▸ Tekst:
┏━━

Piwo dla tego pana!. . . Oczywiście ze stawianie na grafikę to bezsensowny zabieg, już powstają gry ładniejsze na PC od swoich odpowiedników konsolowych. Grafika stale sie poprawia. . . nie ma skoków jakościowych, stąd pojecie następnej generacji jest zupełnie sztucznym- marketingowym chwytem na który, niestety, nabiera sie większość społeczeństwa. Cała ta zabawa w kolejne pixel shadery zabija ducha gry, Lair był piękny na screenach i na tym sie skończyło. – Co z tego, ze halo3 pięknie wygląda ( co tez jest wyłącznie subiektywną oceną fanów ) . . skoro daleko mu do innych tytułów w tej kategorii ( Quake Wars, Unreal3)- Co z tego ze wychodzą kolejne pikne „strzelanki” na konsole skoro każda z nich ma beznadziejne celowanie i poziom trudności przywodzący na myśl ” I can win” z Quake3
Smerdu pierdu- tak powiem. PS3 i X360 są nextgenami jak się patrzy. Chyba Pan Wright nie ma wyobraźni i nie może sobie wyobrazić jak będą wyglądać gry u schyłku na tych konsolach. Że niby gears of war to ówczesny current gen ? Śmiech na sali . . . a Wii jak to Wii, tylko samo Nintendo potrafi dostarczyć kozackie gry na tą konsolę.

┗━━

Proszę wyjaśnić w jednym do trzech zdań, dlaczego w pierwszym akapicie tekstu o grafice w grach pojęcie następnej generacji określono jako sztuczny, marketingowy chwyt. Pozycje nie mają żadnego związku z tekstem.

▸ Dostarczone pozycje:
┏━━

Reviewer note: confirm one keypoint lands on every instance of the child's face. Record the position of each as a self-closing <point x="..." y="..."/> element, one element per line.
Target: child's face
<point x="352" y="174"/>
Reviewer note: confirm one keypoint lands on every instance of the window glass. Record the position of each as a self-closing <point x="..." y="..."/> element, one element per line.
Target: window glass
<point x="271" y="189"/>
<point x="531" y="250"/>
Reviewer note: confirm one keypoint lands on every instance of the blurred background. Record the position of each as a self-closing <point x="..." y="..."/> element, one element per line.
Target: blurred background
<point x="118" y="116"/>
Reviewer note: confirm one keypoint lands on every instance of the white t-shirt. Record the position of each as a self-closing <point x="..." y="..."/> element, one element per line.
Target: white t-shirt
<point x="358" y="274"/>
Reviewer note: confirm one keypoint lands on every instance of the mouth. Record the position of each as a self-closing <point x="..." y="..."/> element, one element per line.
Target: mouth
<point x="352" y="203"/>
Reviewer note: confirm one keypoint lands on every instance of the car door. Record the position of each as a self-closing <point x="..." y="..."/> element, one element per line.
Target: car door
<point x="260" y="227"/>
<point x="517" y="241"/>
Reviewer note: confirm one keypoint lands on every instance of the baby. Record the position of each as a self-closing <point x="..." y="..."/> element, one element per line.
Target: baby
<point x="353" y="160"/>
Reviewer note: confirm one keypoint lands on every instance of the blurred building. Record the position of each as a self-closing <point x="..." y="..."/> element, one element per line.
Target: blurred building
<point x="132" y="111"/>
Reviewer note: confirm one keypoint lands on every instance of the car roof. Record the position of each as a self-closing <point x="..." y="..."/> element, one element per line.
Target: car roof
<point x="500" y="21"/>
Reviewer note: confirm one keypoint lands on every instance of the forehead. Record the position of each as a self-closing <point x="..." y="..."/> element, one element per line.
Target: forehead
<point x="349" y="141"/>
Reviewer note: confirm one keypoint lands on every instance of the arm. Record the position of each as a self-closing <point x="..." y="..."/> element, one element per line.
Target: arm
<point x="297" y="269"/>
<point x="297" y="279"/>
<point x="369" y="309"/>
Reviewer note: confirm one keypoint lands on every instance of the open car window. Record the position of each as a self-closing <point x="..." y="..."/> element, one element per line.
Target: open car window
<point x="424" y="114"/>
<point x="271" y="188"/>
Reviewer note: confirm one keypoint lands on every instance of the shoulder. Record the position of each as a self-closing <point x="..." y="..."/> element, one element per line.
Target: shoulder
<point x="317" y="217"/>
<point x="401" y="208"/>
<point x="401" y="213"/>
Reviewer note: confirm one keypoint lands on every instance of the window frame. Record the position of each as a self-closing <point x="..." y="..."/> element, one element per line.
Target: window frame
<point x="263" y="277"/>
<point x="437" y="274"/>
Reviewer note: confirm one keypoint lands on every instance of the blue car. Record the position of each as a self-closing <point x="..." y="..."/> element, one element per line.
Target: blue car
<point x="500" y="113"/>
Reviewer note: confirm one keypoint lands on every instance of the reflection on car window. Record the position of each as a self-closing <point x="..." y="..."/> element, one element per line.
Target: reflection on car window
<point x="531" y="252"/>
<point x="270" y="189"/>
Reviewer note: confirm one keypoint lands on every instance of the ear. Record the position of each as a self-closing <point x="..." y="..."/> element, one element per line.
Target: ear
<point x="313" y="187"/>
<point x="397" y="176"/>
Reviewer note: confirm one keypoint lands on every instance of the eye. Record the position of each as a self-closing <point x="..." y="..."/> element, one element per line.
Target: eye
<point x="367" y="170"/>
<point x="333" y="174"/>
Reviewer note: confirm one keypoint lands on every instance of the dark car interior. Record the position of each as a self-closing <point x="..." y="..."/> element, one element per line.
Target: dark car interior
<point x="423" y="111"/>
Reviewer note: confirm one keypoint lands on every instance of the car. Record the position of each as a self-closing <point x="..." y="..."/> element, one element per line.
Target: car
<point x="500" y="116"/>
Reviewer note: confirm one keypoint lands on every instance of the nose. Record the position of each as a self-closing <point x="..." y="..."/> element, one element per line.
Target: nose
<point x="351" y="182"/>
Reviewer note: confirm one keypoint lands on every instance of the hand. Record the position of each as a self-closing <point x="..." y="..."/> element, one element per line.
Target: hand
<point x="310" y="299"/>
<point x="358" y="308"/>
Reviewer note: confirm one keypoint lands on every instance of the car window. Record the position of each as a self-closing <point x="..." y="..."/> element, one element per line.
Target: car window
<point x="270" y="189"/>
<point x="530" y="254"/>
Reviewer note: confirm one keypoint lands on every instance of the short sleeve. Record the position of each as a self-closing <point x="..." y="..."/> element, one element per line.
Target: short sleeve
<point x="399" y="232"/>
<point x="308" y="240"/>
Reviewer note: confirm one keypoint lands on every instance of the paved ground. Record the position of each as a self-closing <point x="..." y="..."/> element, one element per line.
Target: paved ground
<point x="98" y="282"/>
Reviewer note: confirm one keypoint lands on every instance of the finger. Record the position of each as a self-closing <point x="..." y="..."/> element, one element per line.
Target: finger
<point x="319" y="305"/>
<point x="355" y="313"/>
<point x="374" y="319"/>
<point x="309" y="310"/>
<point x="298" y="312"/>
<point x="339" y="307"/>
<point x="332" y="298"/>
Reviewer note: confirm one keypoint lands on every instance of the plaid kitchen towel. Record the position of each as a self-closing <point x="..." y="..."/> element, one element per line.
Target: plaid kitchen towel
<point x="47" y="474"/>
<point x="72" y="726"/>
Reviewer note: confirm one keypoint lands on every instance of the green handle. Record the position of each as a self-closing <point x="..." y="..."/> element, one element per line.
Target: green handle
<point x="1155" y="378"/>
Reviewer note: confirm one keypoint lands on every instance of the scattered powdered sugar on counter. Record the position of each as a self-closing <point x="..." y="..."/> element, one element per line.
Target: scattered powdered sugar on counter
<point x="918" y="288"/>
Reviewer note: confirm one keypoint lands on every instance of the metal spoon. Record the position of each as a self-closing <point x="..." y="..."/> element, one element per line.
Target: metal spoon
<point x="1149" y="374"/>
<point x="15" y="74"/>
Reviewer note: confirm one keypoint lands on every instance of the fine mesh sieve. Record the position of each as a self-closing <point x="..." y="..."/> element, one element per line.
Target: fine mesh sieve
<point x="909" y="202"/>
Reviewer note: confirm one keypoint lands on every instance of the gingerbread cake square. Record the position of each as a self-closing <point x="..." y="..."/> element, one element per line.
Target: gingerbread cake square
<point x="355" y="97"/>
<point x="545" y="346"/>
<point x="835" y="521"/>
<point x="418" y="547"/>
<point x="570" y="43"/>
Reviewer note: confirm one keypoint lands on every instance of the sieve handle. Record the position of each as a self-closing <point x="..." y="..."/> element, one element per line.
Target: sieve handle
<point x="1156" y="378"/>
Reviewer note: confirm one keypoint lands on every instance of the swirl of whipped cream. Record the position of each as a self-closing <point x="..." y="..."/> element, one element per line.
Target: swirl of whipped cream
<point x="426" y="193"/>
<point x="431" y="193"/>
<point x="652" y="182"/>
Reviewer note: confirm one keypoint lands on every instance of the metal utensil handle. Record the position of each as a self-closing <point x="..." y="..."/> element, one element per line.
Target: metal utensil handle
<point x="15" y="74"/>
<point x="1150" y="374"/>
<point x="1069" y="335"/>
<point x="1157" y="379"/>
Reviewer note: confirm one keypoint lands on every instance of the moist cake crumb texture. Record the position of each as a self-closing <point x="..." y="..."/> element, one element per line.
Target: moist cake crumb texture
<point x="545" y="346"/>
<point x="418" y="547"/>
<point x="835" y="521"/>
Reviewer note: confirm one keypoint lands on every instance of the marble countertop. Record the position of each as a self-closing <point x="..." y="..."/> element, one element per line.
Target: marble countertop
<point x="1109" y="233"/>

┗━━

▸ Odpowiedź pisemna: Według pierwszego akapitu grafika w grach stale się poprawia i nie ma w niej skoków jakościowych. Dlatego pojęcie następnej generacji uznano tam za sztuczny chwyt marketingowy.